#### [PROBLEM TO SOLVE]
With pictures removed, output every record below exactly as written.

#### [GIVEN INFORMATION]

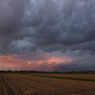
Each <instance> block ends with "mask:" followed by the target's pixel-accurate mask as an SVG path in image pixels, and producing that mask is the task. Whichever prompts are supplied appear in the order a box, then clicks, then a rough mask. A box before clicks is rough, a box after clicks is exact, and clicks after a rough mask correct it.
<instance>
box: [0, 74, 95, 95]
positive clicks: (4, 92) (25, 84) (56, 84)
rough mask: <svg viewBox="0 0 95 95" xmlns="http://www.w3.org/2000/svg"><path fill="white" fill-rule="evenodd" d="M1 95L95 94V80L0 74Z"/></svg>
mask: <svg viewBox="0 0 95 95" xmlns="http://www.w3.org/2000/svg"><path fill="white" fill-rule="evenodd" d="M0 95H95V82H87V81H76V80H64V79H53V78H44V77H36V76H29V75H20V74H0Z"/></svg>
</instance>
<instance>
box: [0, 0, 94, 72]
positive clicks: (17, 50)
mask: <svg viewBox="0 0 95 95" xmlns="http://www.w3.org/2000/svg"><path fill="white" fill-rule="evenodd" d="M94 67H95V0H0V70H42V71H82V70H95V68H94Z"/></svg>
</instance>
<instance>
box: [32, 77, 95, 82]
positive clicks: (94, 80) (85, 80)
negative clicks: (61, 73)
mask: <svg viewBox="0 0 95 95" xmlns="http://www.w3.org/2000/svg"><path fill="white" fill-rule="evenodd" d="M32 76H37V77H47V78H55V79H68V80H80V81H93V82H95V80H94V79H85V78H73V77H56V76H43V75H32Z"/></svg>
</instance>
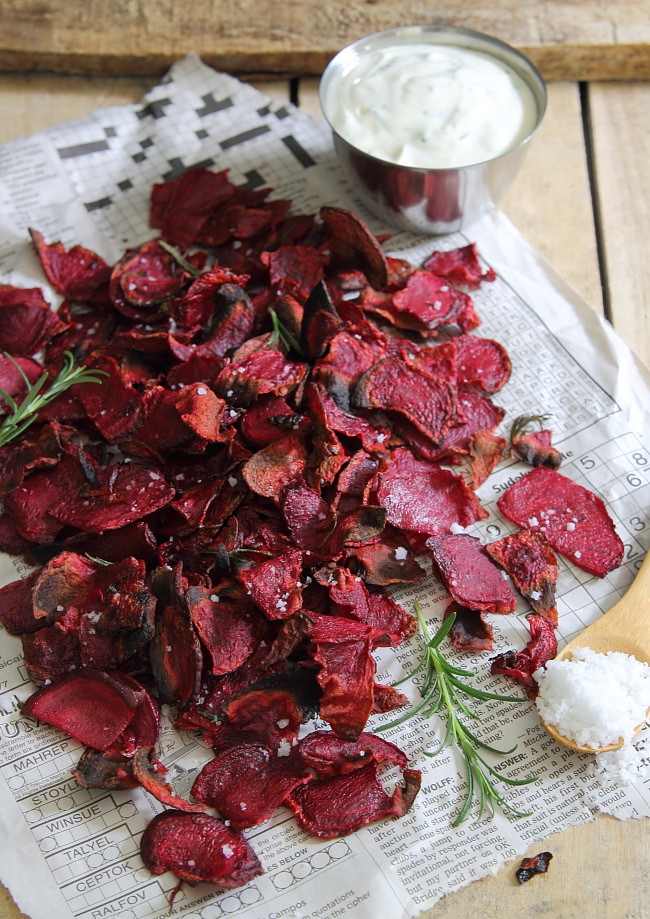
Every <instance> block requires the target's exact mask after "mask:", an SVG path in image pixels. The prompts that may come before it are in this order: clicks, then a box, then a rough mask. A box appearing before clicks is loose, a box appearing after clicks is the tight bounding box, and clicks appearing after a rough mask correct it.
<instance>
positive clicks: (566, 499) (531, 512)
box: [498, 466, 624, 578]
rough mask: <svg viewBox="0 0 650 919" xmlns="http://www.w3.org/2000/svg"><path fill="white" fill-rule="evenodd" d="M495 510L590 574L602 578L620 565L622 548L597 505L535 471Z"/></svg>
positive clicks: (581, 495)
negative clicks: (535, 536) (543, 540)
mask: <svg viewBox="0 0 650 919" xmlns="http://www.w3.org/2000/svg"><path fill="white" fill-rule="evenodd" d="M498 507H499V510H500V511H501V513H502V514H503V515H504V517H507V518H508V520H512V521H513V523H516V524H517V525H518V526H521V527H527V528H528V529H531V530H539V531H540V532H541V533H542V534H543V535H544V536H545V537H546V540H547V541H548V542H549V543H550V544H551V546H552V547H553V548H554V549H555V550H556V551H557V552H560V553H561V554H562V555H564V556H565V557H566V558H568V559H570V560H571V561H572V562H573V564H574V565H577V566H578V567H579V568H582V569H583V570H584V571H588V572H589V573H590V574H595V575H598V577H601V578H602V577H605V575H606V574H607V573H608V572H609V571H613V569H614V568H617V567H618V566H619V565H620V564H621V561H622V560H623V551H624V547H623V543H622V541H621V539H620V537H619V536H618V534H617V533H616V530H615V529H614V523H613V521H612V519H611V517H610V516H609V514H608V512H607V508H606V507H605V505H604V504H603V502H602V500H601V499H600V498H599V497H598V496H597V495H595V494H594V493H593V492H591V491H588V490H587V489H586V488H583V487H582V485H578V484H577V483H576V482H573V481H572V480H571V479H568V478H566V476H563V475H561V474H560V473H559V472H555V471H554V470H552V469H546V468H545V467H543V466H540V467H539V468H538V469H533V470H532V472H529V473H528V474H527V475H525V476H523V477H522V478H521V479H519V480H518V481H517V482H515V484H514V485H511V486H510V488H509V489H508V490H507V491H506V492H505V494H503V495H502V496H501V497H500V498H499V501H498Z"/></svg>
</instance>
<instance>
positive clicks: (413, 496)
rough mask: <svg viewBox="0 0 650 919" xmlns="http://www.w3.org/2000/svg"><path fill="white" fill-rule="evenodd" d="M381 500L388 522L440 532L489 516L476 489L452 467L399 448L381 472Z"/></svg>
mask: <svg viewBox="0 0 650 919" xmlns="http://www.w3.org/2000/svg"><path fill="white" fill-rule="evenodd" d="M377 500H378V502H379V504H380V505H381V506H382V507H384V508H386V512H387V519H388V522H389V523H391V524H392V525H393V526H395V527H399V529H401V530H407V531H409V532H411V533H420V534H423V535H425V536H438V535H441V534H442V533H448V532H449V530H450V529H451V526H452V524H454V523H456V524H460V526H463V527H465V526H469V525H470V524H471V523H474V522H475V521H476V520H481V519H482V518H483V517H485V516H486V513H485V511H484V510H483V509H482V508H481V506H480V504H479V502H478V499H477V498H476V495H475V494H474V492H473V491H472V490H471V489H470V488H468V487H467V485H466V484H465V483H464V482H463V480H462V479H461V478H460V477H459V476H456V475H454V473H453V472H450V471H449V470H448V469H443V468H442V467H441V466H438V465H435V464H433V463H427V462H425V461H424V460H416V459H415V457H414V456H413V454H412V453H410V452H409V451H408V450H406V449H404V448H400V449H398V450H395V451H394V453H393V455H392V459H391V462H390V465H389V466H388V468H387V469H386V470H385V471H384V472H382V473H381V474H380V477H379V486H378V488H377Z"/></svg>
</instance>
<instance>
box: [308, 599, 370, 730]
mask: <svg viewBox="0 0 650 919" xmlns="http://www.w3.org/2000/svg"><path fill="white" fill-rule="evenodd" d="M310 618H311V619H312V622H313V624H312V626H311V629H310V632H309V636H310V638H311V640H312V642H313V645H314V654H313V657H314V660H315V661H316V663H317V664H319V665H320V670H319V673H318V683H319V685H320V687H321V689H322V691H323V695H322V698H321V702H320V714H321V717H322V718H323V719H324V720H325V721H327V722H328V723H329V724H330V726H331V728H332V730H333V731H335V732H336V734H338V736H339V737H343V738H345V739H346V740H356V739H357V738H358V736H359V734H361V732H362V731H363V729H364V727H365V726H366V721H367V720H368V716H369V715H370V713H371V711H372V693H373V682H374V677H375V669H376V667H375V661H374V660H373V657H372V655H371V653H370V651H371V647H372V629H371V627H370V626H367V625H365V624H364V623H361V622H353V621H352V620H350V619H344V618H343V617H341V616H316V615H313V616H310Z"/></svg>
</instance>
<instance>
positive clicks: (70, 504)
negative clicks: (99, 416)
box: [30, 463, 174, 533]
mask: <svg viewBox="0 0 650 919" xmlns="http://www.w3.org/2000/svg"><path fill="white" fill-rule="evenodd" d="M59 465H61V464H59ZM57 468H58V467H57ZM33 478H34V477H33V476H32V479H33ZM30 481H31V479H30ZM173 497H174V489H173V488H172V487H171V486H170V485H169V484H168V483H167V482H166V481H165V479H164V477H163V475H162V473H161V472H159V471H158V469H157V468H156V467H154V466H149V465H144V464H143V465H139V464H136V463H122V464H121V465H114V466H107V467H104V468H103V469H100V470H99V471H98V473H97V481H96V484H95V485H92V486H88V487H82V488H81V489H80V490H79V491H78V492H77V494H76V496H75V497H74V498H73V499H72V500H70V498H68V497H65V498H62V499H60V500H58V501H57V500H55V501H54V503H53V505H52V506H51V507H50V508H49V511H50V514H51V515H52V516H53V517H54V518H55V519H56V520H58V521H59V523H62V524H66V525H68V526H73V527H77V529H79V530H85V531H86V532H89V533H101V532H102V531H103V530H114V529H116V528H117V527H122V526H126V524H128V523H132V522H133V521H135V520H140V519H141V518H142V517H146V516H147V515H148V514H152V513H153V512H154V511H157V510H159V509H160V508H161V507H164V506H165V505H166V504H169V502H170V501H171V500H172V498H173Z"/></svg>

#### [RESPONSE BOX]
Each <instance> block ends with "mask:" followed by the target's pixel-accurate mask as an SVG path in image pixels, and producing that mask is the task. Whichever prompts are supplied appear in the order a box, then clicks, then a rough mask. A box before clicks is rough, a box after clicks is exact, and clicks after a rough mask correct it.
<instance>
box: [0, 74, 95, 95]
positive clicks: (4, 92) (25, 84) (56, 84)
rough mask: <svg viewBox="0 0 95 95" xmlns="http://www.w3.org/2000/svg"><path fill="white" fill-rule="evenodd" d="M1 95L95 94V80L0 74Z"/></svg>
mask: <svg viewBox="0 0 95 95" xmlns="http://www.w3.org/2000/svg"><path fill="white" fill-rule="evenodd" d="M0 95H95V82H87V81H76V80H64V79H53V78H44V77H36V76H29V75H20V74H0Z"/></svg>
</instance>
<instance>
box: [0, 0, 94, 72]
positive clicks: (17, 50)
mask: <svg viewBox="0 0 95 95" xmlns="http://www.w3.org/2000/svg"><path fill="white" fill-rule="evenodd" d="M94 67H95V0H0V70H42V71H82V70H95V68H94Z"/></svg>
</instance>
<instance>
box: [32, 77, 95, 82]
positive clicks: (94, 80) (85, 80)
negative clicks: (61, 73)
mask: <svg viewBox="0 0 95 95" xmlns="http://www.w3.org/2000/svg"><path fill="white" fill-rule="evenodd" d="M32 76H37V77H47V78H55V79H68V80H80V81H93V82H95V80H94V79H85V78H73V77H56V76H43V75H32Z"/></svg>
</instance>
Every <instance> block requires the target's exact mask after "mask:", an SVG path in image pixels. The prompts that may come before it are in this order: clicks, then a box, then a rough mask. A box appearing before clicks is loose, a box appearing after clicks is the tight bounding box, and clicks appearing after a rough mask correct it.
<instance>
positive clicks: (566, 499) (531, 512)
box: [498, 466, 624, 578]
rough mask: <svg viewBox="0 0 650 919" xmlns="http://www.w3.org/2000/svg"><path fill="white" fill-rule="evenodd" d="M495 510L590 574L602 578L620 565L622 548L597 505L535 471Z"/></svg>
positive clicks: (581, 495)
negative clicks: (535, 536) (543, 540)
mask: <svg viewBox="0 0 650 919" xmlns="http://www.w3.org/2000/svg"><path fill="white" fill-rule="evenodd" d="M498 507H499V510H500V511H501V513H502V514H503V515H504V517H507V518H508V520H512V521H513V523H516V524H517V525H518V526H521V527H527V528H528V529H531V530H539V531H540V532H541V533H542V534H543V535H544V536H545V537H546V540H547V541H548V542H549V543H550V544H551V546H552V547H553V548H554V549H555V550H556V551H557V552H560V553H561V554H562V555H564V556H565V557H566V558H568V559H570V560H571V561H572V562H573V564H574V565H577V566H578V567H579V568H582V569H583V570H584V571H588V572H589V573H590V574H595V575H598V577H601V578H602V577H605V575H606V574H607V573H608V572H609V571H613V569H614V568H617V567H618V566H619V565H620V564H621V561H622V560H623V551H624V547H623V543H622V541H621V539H620V537H619V536H618V534H617V533H616V530H615V529H614V523H613V521H612V519H611V517H610V516H609V514H608V512H607V508H606V507H605V505H604V504H603V502H602V500H601V499H600V498H599V497H598V496H597V495H595V494H594V493H593V492H591V491H588V490H587V489H586V488H583V487H582V485H578V484H577V483H576V482H573V481H572V480H571V479H568V478H566V476H563V475H561V474H560V473H559V472H555V471H554V470H552V469H546V468H545V467H543V466H540V467H539V468H538V469H533V470H532V472H529V473H528V474H527V475H525V476H523V477H522V478H521V479H519V480H518V481H517V482H515V484H514V485H511V486H510V488H509V489H508V490H507V491H506V492H505V494H503V495H502V496H501V497H500V498H499V501H498Z"/></svg>
</instance>
<instance>
positive clicks: (413, 496)
rough mask: <svg viewBox="0 0 650 919" xmlns="http://www.w3.org/2000/svg"><path fill="white" fill-rule="evenodd" d="M381 500L388 522L440 532L489 516L476 489L452 467L399 448L381 472Z"/></svg>
mask: <svg viewBox="0 0 650 919" xmlns="http://www.w3.org/2000/svg"><path fill="white" fill-rule="evenodd" d="M377 500H378V502H379V504H380V505H381V506H382V507H384V508H386V512H387V519H388V522H389V523H391V524H392V525H393V526H395V527H399V529H401V530H407V531H409V532H411V533H420V534H423V535H425V536H438V535H441V534H442V533H448V532H449V530H450V529H451V526H452V524H454V523H456V524H460V526H463V527H465V526H469V525H470V524H471V523H474V522H475V521H476V520H481V519H482V518H483V517H485V516H486V513H485V511H484V510H483V509H482V508H481V506H480V504H479V502H478V499H477V498H476V495H475V494H474V492H473V491H472V490H471V489H470V488H468V487H467V485H466V484H465V483H464V482H463V480H462V479H461V478H460V477H459V476H456V475H454V473H453V472H450V471H449V470H448V469H443V468H442V467H441V466H438V465H435V464H433V463H427V462H425V461H424V460H416V459H415V457H414V456H413V454H412V453H410V452H409V451H408V450H406V449H404V448H400V449H398V450H395V451H394V453H393V455H392V459H391V462H390V465H389V466H388V468H387V469H386V470H385V471H384V472H382V473H381V474H380V477H379V486H378V488H377Z"/></svg>
</instance>
<instance>
box: [308, 599, 370, 730]
mask: <svg viewBox="0 0 650 919" xmlns="http://www.w3.org/2000/svg"><path fill="white" fill-rule="evenodd" d="M310 618H311V619H312V622H313V624H312V626H311V629H310V632H309V636H310V638H311V640H312V642H313V645H314V654H313V657H314V660H315V661H316V663H317V664H319V665H320V670H319V673H318V683H319V685H320V687H321V689H322V691H323V695H322V698H321V702H320V714H321V717H322V718H323V719H324V720H325V721H327V722H328V723H329V724H330V726H331V728H332V730H333V731H335V732H336V734H338V736H339V737H343V738H345V739H346V740H356V739H357V738H358V736H359V734H361V732H362V731H363V729H364V727H365V726H366V721H367V720H368V716H369V715H370V713H371V711H372V693H373V682H374V677H375V669H376V667H375V661H374V660H373V657H372V655H371V653H370V651H371V647H372V629H371V627H370V626H367V625H365V624H364V623H361V622H353V621H352V620H350V619H344V618H343V617H341V616H316V615H313V616H310Z"/></svg>
</instance>
<instance>
positive clicks: (70, 504)
negative clicks: (99, 416)
box: [30, 463, 174, 533]
mask: <svg viewBox="0 0 650 919" xmlns="http://www.w3.org/2000/svg"><path fill="white" fill-rule="evenodd" d="M59 465H61V464H59ZM57 468H58V467H57ZM33 478H34V477H33V476H32V479H33ZM30 481H31V479H30ZM173 497H174V489H173V488H172V487H171V486H170V485H169V484H168V483H167V482H166V481H165V479H164V477H163V475H162V473H161V472H159V471H158V469H157V468H156V467H154V466H149V465H144V464H143V465H139V464H136V463H122V464H121V465H114V466H107V467H104V468H103V469H100V470H99V471H98V473H97V481H96V484H95V485H92V486H88V487H82V488H81V489H80V490H79V491H78V492H77V494H76V496H75V497H74V498H73V499H72V500H70V498H68V497H65V498H62V499H60V500H58V501H57V500H55V501H54V503H53V505H52V506H51V507H50V508H49V511H50V514H51V515H52V516H53V517H54V518H55V519H56V520H58V521H59V523H62V524H66V525H68V526H73V527H77V529H79V530H85V531H86V532H89V533H101V532H102V531H103V530H114V529H116V528H117V527H122V526H126V524H128V523H132V522H133V521H135V520H140V519H141V518H142V517H146V516H147V515H148V514H152V513H153V512H154V511H157V510H159V509H160V508H161V507H164V506H165V505H166V504H169V502H170V501H171V500H172V498H173Z"/></svg>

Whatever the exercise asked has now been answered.